▶ Task to complete:
Update the material below by replacing every occurrence of "thickest part of the object" with "widest part of the object", and leave everything else as it is.

▽

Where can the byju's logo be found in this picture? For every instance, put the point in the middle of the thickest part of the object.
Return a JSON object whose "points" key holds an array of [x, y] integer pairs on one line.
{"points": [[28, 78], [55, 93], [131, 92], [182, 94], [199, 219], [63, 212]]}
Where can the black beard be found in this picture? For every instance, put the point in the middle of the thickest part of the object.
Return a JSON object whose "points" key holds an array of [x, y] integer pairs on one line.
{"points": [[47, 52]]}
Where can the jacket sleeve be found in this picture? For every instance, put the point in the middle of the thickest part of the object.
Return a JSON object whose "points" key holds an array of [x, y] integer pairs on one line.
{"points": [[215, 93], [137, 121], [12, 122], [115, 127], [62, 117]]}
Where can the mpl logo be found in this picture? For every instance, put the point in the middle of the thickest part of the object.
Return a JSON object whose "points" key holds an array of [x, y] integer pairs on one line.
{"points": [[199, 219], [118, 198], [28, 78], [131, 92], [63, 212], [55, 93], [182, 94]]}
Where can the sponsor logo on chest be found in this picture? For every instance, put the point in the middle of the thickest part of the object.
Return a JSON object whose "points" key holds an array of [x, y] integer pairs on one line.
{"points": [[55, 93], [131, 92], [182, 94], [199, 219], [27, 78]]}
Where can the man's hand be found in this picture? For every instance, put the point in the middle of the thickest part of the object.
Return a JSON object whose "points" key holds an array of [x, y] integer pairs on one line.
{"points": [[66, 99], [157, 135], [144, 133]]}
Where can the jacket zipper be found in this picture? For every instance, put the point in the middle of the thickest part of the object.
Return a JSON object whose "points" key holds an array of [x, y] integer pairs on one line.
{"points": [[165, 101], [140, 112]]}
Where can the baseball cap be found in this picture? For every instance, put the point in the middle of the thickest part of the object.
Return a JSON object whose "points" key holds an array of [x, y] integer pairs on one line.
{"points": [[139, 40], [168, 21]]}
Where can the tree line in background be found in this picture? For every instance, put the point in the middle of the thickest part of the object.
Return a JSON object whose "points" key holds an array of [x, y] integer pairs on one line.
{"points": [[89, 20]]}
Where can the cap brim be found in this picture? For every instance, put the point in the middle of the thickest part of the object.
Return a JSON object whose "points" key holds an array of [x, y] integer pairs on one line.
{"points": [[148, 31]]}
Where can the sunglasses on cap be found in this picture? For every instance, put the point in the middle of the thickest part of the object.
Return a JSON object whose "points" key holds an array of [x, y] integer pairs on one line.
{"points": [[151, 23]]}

△

▶ The response:
Where can the byju's logo be found in this picture? For every instance, put the point in the middle of the widest part of the object.
Return a JSON object whose "points" key holds an array of [x, y] integer pairs on one line.
{"points": [[28, 78], [55, 93], [131, 92], [182, 94], [199, 219], [63, 212]]}
Where can the black beard be found in this picture? For every instance, put the point in the middle of the widest part of the object.
Return a JSON object whose "points" key holds an array of [x, y] integer pairs on one line.
{"points": [[47, 52]]}
Where can the jacket sleeve be found in this picture? For every instance, put the point in the middle of the widest part of the object.
Return a JSON object whose "points" key holds an array of [x, y] integer pairs on one line.
{"points": [[215, 93], [137, 121], [12, 122], [115, 127], [62, 117]]}
Where can the mpl logo be found in this picture? For every instance, put the point in the middle of the widest part of the object.
Return a JSON object whose "points" key holds an array of [x, y] integer pairs on one line.
{"points": [[199, 219], [118, 198], [28, 78], [131, 92], [63, 212], [55, 93], [182, 94]]}
Where can the sponsor logo on chest be found in this picture? For every instance, put the point in the middle of the widest part of the object.
Return a JSON object whose "points" key holds an array of [x, y] integer pairs on one line.
{"points": [[55, 93], [131, 92], [182, 94], [199, 219], [27, 78]]}
Where can the man's hand be found in this picture? For every instance, put the point in the middle of the widest part of the object.
Return a JSON object whose "points" key holds an array of [x, y] integer pairs on one line.
{"points": [[66, 99], [157, 135], [144, 133]]}
Where can the jacket zipper be found in this picture? For every instance, put the point in the middle of the widest part of the object.
Return a JSON object whose "points" key holds an array of [x, y] integer pairs on one line.
{"points": [[165, 101], [140, 112]]}
Where can the baseball cap be found in this picture? For every instance, put the point in the middle of the widest part of the object.
Return a JSON object whose "points" key holds an array of [x, y] integer pairs on one line.
{"points": [[139, 40], [168, 21]]}
Where can the tree line in background be found in this picture? For every instance, put the point in the middle of the widest part of the object.
Return a JSON object whose "points" key holds an array of [x, y] integer pairs on one line.
{"points": [[89, 20]]}
Where can the cap brim be found in this picture? For every instance, put the point in the middle of the widest part of the object.
Return a JSON object whose "points" key holds an array of [x, y] integer pairs on one line.
{"points": [[148, 31]]}
Where can the sunglasses on cap be found in this picture? For every instance, put the point in the middle of the widest part of the object.
Return a JSON object whose "points" key holds an array of [x, y] integer pairs on one line.
{"points": [[151, 23]]}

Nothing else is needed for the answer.